─── Text provided ───
Amid an epidemic of opioid addiction, fingers are increasingly being pointed at doctors. Some whose patients have died of opiate-related overdoses have even been charged with criminal offenses. Just last month, a Santa Barbara, California doctor known as the “Candy Man” was convicted of 79 counts of writing prescriptions for powerful painkillers such as OxyContin and Dilaudid without a legitimate medical purpose. In Los Angeles, Dr. Hsiu-Ying “Lisa” Tseng is now on trial for murder in the deaths of three patients to whom she prescribed painkillers.
It’s enough to make you think doctors are as much a part of the problem of painkiller abuse as the solution, that Hippocratic Oath of “First do no harm” reduced to mere boilerplate. But could the medical profession actually be getting a bad rap?
An MD Gets Real…Torn
I was really excited to finally read an account of a reputable physician’s internal struggle with prescribing painkillers. Author-doctor-professor Danielle Ofri wrote about dealing with a patient who suddenly asked for a seriously strong narcotic pain medication.
The patient, an elderly African-American man and former heroin addict, claimed the pain specialist who’d been prescribing him oxycodone for many years had closed his clinic. After trying less potent drugs and physical therapy, Oxy was apparently the only relief this man could experience from an old construction-related back injury. Ofri had known the patient for six months but hadn’t previously been aware of his chronic back pain. She knew if she refused to give him the prescription, it might affect his trust in her. But if she went ahead and wrote the script, she could potentially be supplying a real drug addict real drugs.
“In the end I had to decide whether I was more ethically comfortable denying meds to a patient in legitimate pain or inadvertently supplying an addict,” Ofri writes.
She ended up writing the prescription but scheduled another visit to discuss his pain issues in more depth.
As Ofri points out, there is no quantifiable way to verify someone’s level of chronic pain. Physicians have to rely on the symptoms that the patient describes. That leaves the doctor in the position of having to decide the patient’s credibility and the chronic pain sufferer at the mercy of the doctor’s judgment.
─── Records provided ───
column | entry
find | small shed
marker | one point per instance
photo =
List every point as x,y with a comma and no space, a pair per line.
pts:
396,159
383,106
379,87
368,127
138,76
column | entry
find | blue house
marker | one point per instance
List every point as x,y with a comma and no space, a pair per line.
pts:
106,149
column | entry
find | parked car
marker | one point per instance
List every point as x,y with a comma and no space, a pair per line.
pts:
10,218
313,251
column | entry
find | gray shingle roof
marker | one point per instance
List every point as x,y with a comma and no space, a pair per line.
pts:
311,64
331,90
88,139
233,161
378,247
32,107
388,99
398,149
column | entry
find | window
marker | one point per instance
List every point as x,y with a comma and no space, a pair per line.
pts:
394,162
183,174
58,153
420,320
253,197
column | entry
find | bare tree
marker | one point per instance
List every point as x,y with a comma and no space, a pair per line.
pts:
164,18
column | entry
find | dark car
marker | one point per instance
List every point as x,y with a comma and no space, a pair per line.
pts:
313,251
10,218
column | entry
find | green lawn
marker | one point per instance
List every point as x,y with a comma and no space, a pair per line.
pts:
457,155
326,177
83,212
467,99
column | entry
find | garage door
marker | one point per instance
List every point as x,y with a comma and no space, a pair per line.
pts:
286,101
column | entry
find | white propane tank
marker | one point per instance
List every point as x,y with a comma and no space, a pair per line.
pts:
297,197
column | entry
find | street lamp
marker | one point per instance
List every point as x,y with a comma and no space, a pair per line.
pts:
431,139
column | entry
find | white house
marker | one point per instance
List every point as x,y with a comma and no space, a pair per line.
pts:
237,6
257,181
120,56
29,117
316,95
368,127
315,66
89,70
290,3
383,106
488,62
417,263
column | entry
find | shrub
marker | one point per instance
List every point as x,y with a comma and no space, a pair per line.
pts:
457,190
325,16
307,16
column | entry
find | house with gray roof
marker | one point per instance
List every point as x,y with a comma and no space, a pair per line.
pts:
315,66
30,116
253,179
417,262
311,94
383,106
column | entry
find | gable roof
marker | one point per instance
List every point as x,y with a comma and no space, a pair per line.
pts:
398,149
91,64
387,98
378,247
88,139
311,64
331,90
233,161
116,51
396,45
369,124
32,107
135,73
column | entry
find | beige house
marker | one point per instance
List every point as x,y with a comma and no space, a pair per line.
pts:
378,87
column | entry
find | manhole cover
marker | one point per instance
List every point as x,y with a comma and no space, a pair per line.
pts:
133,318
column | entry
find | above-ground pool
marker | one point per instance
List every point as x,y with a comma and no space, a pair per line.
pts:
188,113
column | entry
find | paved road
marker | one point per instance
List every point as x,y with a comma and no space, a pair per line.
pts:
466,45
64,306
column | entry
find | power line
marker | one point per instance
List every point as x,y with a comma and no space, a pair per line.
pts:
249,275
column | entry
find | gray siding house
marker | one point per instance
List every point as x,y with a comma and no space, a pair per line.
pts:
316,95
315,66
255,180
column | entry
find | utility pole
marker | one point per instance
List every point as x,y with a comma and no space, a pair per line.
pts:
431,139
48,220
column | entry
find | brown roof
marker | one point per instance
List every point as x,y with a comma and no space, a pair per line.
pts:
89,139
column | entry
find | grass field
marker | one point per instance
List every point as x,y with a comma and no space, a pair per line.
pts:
───
Using the information:
**1)** Using the article on doctors and opioid prescribing, answer these:
(a) How many counts was the Santa Barbara doctor known as the "Candy Man" convicted of?
(b) How long had Ofri known the patient before he asked her for the narcotic?
(c) What did Ofri schedule after writing the prescription?
**2)** Translate this sentence from the article on doctors and opioid prescribing into Spanish: "Physicians have to rely on the symptoms that the patient describes."

Exercise answers:
**1)**
(a) 79 counts.
(b) Six months.
(c) Another visit to discuss his pain issues in more depth.

**2)** Los médicos tienen que basarse en los síntomas que describe el paciente.